_Supplied material:_
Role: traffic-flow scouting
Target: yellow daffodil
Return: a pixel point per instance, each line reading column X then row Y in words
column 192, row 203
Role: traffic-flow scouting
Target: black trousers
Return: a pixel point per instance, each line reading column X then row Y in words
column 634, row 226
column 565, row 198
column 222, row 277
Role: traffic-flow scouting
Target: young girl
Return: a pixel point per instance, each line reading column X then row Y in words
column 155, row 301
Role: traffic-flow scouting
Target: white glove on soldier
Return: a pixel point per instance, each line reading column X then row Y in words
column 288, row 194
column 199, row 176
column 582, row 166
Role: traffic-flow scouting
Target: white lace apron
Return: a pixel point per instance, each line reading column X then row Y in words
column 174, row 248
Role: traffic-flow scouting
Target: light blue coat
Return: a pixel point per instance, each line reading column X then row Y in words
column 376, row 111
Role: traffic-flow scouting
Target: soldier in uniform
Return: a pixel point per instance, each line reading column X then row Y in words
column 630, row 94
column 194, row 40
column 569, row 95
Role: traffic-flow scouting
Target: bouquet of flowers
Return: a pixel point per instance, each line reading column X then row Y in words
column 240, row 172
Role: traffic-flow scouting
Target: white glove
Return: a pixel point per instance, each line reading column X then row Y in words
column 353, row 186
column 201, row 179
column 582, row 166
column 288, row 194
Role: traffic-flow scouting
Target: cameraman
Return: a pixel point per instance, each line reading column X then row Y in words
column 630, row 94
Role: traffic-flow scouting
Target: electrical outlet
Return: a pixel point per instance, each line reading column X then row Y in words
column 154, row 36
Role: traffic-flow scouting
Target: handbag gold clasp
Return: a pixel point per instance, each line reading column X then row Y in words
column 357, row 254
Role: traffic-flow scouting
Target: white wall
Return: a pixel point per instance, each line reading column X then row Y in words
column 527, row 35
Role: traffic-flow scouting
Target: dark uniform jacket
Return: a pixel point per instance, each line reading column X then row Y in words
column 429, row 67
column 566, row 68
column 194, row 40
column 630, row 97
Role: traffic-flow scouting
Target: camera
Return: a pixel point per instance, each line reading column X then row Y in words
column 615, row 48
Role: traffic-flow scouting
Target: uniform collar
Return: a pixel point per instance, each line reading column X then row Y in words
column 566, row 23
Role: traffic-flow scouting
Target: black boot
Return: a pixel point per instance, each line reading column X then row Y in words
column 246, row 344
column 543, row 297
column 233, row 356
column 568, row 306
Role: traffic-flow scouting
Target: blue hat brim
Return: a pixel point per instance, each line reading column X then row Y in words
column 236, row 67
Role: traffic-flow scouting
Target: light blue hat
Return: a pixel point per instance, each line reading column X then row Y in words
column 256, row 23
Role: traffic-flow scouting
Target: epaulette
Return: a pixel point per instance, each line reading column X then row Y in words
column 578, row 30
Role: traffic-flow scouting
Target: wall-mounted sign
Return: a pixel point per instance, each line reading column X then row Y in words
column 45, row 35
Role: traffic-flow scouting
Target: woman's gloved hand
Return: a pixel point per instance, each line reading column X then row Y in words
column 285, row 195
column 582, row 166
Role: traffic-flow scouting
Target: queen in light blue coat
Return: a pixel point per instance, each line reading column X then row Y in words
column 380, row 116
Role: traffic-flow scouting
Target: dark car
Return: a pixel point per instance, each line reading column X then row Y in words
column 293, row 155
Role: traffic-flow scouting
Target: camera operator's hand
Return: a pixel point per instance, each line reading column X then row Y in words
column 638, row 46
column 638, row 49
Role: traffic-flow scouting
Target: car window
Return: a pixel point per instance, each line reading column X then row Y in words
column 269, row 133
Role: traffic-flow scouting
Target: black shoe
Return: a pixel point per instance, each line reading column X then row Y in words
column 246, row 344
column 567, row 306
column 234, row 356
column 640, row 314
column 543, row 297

_What you should do:_
Transcribe the material above in its entirety. Match it exactly.

_Response to the task:_
Role: traffic-flow scouting
Target: yellow daffodil
Return: a pixel point per instance, each line reading column X then row Y in words
column 192, row 203
Role: traffic-flow scouting
Target: black trousers
Return: a pixel point per instance, each line reading column X then row Y in words
column 634, row 226
column 565, row 198
column 222, row 277
Role: traffic-flow scouting
Target: young girl
Return: a pixel point per instance, each line reading column X then row Y in words
column 155, row 301
Role: traffic-flow scouting
Target: white glove on soldier
Return: a pixel point per instance, each line reading column X then row Y in words
column 288, row 194
column 199, row 176
column 582, row 166
Role: traffic-flow scouting
Target: white lace apron
Return: a pixel point per instance, each line reading column X then row Y in words
column 174, row 248
Role: traffic-flow scouting
Target: light blue coat
Return: a pixel point per instance, each line reading column X then row Y in words
column 376, row 111
Role: traffic-flow scouting
Target: soldier in uniform
Return: a pixel point per instance, each line reading column X then row Y in words
column 630, row 94
column 194, row 40
column 569, row 95
Role: traffic-flow scouting
Target: bouquet of flowers
Return: a pixel point per instance, each line reading column X then row Y in words
column 240, row 172
Role: traffic-flow scouting
Target: white glove
Return: a pixel point per instance, each line reading column X then row Y in words
column 353, row 186
column 201, row 179
column 582, row 166
column 288, row 194
Role: traffic-flow scouting
Target: cameraman
Return: a pixel point per instance, each line reading column X then row Y in words
column 630, row 94
Role: traffic-flow scouting
Target: electrical outlet
Return: a pixel point per instance, each line reading column X then row Y in words
column 154, row 36
Role: traffic-flow scouting
Target: handbag gold clasp
Return: a pixel point per instance, each line reading column X then row Y in words
column 357, row 254
Role: traffic-flow scouting
Target: white wall
Return: a pixel point per instance, each line reading column X then row Y in words
column 527, row 35
Role: traffic-flow scouting
Target: dark uniform jacket
Return: a pixel point per instance, each line reading column X then row Y in words
column 429, row 67
column 566, row 68
column 194, row 40
column 630, row 97
Role: traffic-flow scouting
Target: camera
Return: a pixel point per instance, each line reading column X then row Y in words
column 615, row 48
Role: traffic-flow scouting
Target: uniform collar
Return: a pixel point per instance, each line reading column X then row Y in words
column 566, row 23
Role: traffic-flow scouting
Target: black boot
Return: a pixel point per instance, each line reading column X then row Y in words
column 246, row 344
column 543, row 297
column 233, row 356
column 568, row 306
Role: traffic-flow scouting
Target: blue hat brim
Return: a pixel point per instance, each line reading column X then row Y in words
column 236, row 67
Role: traffic-flow scouting
Target: light blue hat
Return: a pixel point per instance, each line reading column X then row Y in words
column 256, row 23
Role: traffic-flow scouting
Target: epaulette
Return: a pixel point per instance, each line reading column X then row Y in words
column 578, row 30
Role: traffic-flow scouting
Target: wall-mounted sign
Return: a pixel point per instance, each line reading column X then row Y in words
column 45, row 35
Role: traffic-flow scouting
Target: woman's gloved hand
Return: a pixel point per instance, each line reading column X then row Y in words
column 285, row 195
column 582, row 166
Role: traffic-flow scouting
Target: queen in light blue coat
Return: a pixel point per instance, each line reading column X then row Y in words
column 380, row 116
Role: traffic-flow scouting
Target: dark car
Return: a pixel point per instance, each line reading column X then row Y in words
column 293, row 155
Role: traffic-flow scouting
Target: camera operator's hand
Return: a pixel point per instance, each line reading column X then row Y in words
column 638, row 46
column 638, row 49
Role: traffic-flow scouting
Target: car window
Return: a pixel point per instance, each line reading column X then row Y in words
column 269, row 133
Role: traffic-flow scouting
Target: black shoe
Return: a pixel point per instance, each line reading column X then row Y in words
column 246, row 344
column 567, row 306
column 234, row 356
column 640, row 314
column 543, row 297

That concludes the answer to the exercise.